** TASK MATERIAL follows **

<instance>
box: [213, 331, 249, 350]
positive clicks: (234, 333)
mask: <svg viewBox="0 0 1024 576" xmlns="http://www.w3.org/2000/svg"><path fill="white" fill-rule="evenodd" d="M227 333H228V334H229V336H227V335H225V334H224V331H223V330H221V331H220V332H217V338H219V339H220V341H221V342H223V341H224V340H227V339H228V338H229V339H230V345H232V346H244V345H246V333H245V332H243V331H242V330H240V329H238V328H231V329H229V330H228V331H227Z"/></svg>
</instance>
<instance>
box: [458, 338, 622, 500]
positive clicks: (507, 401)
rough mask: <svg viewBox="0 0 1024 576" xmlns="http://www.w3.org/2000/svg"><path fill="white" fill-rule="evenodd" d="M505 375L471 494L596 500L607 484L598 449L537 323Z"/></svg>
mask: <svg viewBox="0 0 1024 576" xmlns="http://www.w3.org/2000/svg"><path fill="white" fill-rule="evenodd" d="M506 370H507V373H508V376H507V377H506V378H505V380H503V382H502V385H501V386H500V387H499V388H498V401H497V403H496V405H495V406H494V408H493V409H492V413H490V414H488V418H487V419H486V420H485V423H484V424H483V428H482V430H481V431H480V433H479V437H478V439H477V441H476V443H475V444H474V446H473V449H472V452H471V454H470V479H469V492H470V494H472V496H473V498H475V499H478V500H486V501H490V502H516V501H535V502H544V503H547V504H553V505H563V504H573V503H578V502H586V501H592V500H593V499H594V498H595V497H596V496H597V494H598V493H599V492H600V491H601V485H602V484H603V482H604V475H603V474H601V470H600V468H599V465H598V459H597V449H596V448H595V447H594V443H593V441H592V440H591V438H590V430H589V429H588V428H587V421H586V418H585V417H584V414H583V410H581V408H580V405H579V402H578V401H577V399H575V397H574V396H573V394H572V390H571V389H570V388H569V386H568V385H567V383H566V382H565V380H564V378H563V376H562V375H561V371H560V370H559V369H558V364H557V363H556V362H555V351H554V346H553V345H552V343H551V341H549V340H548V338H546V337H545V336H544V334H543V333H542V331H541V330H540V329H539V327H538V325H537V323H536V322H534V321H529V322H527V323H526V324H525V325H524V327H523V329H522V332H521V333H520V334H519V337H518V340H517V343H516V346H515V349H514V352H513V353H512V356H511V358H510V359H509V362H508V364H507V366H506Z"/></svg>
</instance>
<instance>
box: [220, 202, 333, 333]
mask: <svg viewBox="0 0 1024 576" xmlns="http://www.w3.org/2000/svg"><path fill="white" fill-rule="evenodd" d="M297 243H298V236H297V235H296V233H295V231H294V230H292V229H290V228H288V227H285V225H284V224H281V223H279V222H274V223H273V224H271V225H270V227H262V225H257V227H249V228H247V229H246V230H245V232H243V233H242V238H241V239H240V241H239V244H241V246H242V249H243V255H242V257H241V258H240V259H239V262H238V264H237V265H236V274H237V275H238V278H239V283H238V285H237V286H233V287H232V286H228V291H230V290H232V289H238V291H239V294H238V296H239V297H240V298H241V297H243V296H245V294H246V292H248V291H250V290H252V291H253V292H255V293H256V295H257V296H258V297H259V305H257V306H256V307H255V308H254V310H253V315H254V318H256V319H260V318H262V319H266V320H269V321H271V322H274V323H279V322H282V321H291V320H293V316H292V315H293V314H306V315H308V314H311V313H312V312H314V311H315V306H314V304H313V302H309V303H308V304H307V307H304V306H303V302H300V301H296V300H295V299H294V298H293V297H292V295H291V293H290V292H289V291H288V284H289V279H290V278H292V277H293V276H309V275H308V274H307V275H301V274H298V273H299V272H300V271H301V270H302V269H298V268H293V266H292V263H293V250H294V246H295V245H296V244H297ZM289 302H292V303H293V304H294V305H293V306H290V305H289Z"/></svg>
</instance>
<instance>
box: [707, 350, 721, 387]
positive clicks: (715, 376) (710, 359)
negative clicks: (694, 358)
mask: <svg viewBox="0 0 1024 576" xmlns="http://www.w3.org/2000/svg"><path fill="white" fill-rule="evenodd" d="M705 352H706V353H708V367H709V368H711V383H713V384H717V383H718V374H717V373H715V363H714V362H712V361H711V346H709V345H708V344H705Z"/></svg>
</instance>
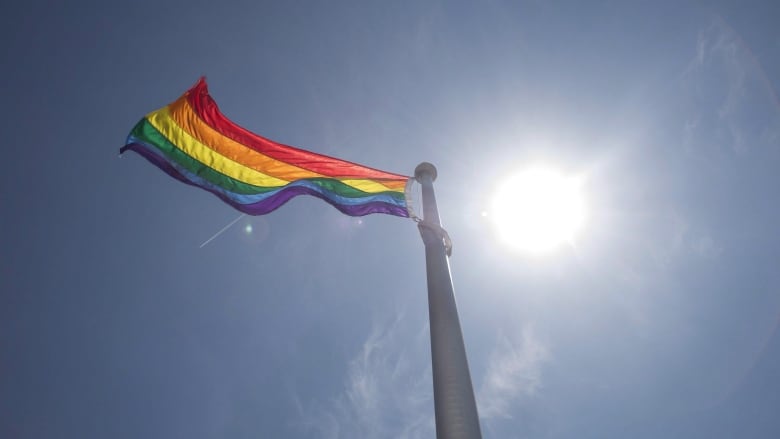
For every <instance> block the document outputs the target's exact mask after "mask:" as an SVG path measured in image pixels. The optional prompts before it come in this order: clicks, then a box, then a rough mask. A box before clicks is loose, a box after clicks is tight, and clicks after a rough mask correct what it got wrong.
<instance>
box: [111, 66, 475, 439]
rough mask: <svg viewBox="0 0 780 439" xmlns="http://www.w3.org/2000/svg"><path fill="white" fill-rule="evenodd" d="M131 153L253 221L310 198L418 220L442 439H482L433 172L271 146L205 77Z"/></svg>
mask: <svg viewBox="0 0 780 439" xmlns="http://www.w3.org/2000/svg"><path fill="white" fill-rule="evenodd" d="M128 150H129V151H134V152H136V153H138V154H140V155H141V156H143V157H144V158H146V159H147V160H149V161H150V162H151V163H153V164H154V165H156V166H157V167H159V168H160V169H162V170H163V171H165V172H166V173H168V174H169V175H171V176H172V177H174V178H176V179H178V180H180V181H182V182H184V183H187V184H190V185H193V186H197V187H200V188H202V189H204V190H207V191H209V192H211V193H213V194H214V195H216V196H218V197H219V198H220V199H222V200H223V201H224V202H226V203H228V204H230V205H231V206H233V207H234V208H236V209H237V210H239V211H241V212H243V213H245V214H249V215H263V214H267V213H270V212H272V211H274V210H276V209H277V208H279V207H280V206H282V205H283V204H284V203H286V202H287V201H289V200H290V199H291V198H293V197H295V196H297V195H304V194H305V195H312V196H315V197H318V198H321V199H322V200H324V201H326V202H328V203H330V204H331V205H333V206H334V207H335V208H336V209H338V210H340V211H341V212H343V213H344V214H346V215H351V216H362V215H368V214H372V213H384V214H388V215H395V216H401V217H407V218H412V219H414V220H415V221H417V223H418V226H419V229H420V233H421V235H422V239H423V243H424V244H425V259H426V269H427V275H428V307H429V316H430V328H431V357H432V361H433V395H434V409H435V414H436V437H437V438H438V439H478V438H481V433H480V428H479V418H478V416H477V406H476V403H475V399H474V391H473V388H472V385H471V377H470V375H469V368H468V362H467V360H466V350H465V347H464V345H463V335H462V333H461V329H460V322H459V320H458V310H457V307H456V305H455V295H454V292H453V287H452V278H451V276H450V266H449V261H448V259H447V258H448V256H449V254H450V250H451V243H450V240H449V236H447V233H446V232H445V231H444V229H443V228H442V227H441V221H440V220H439V212H438V209H437V207H436V197H435V195H434V192H433V181H434V180H435V179H436V168H435V167H434V166H433V165H431V164H430V163H421V164H420V165H418V166H417V168H416V169H415V173H414V177H409V176H405V175H401V174H393V173H389V172H385V171H380V170H378V169H374V168H370V167H367V166H363V165H358V164H356V163H352V162H349V161H346V160H341V159H336V158H333V157H328V156H325V155H322V154H317V153H313V152H310V151H306V150H303V149H299V148H295V147H292V146H288V145H283V144H281V143H277V142H274V141H272V140H269V139H266V138H264V137H261V136H259V135H257V134H254V133H252V132H250V131H248V130H246V129H244V128H242V127H240V126H238V125H237V124H235V123H234V122H232V121H231V120H229V119H228V118H227V117H225V116H224V115H223V114H222V113H221V112H220V110H219V108H218V107H217V104H216V102H215V101H214V100H213V99H212V98H211V96H210V95H209V93H208V87H207V85H206V81H205V79H203V78H201V79H200V80H199V81H198V82H197V83H196V84H195V85H194V86H193V87H192V88H191V89H190V90H188V91H187V92H186V93H184V95H182V96H181V97H180V98H179V99H177V100H176V101H174V102H172V103H171V104H169V105H168V106H166V107H163V108H161V109H159V110H156V111H153V112H151V113H149V114H147V115H146V116H145V117H144V118H142V119H141V120H140V121H139V122H138V123H137V124H136V126H135V127H134V128H133V130H132V131H131V132H130V135H129V136H128V138H127V143H126V144H125V146H124V147H123V148H122V149H121V150H120V152H121V153H123V152H125V151H128ZM413 181H417V182H418V183H419V184H420V185H421V187H422V201H423V218H419V217H417V216H416V215H415V213H414V212H413V211H412V209H411V203H410V199H411V197H410V185H411V183H412V182H413Z"/></svg>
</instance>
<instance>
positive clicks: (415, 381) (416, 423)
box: [299, 316, 435, 439]
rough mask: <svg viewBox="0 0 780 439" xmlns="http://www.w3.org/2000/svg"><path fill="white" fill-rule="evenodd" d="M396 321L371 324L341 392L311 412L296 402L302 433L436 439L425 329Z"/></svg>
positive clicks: (431, 392)
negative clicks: (434, 436) (304, 419)
mask: <svg viewBox="0 0 780 439" xmlns="http://www.w3.org/2000/svg"><path fill="white" fill-rule="evenodd" d="M408 324H409V322H407V321H405V319H404V318H403V316H398V317H397V318H396V319H395V320H394V321H392V322H390V323H387V324H375V325H374V327H373V329H372V330H371V332H370V333H369V335H368V337H367V338H366V340H365V342H364V343H363V345H362V347H361V348H360V350H359V352H357V353H356V355H355V356H354V357H353V358H352V359H351V360H350V361H349V364H348V368H347V375H346V378H345V381H344V388H343V391H342V392H341V393H340V394H339V395H336V396H335V397H334V398H332V399H331V400H330V401H327V402H321V401H320V402H318V401H315V402H313V403H312V404H310V407H305V405H304V404H301V403H299V407H300V410H301V411H302V412H303V415H304V417H306V418H307V421H306V423H305V428H306V429H307V430H310V431H313V432H315V433H316V436H317V437H322V438H341V437H361V438H363V437H364V438H402V439H417V438H430V437H433V436H435V427H434V418H433V401H432V384H431V378H430V365H427V364H426V362H424V361H422V359H425V358H429V357H428V356H426V355H425V352H426V350H427V349H428V344H427V342H426V341H427V334H428V327H427V326H423V327H421V328H419V330H418V331H417V332H416V333H415V332H414V331H412V330H410V329H409V328H408Z"/></svg>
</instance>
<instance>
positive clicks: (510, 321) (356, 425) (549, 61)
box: [0, 0, 780, 439]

** End of TASK MATERIAL **

◆ WHAT THE TASK ASKS: Copy the records word for word, starting at the line that contains "321L371 324L341 392L311" and ending after the line that contains "positive clicks: (431, 392)".

◆ REPLY:
rough mask: <svg viewBox="0 0 780 439" xmlns="http://www.w3.org/2000/svg"><path fill="white" fill-rule="evenodd" d="M396 321L371 324L341 392L311 412L296 402L302 433L436 439L425 329Z"/></svg>
positive clicks: (431, 392)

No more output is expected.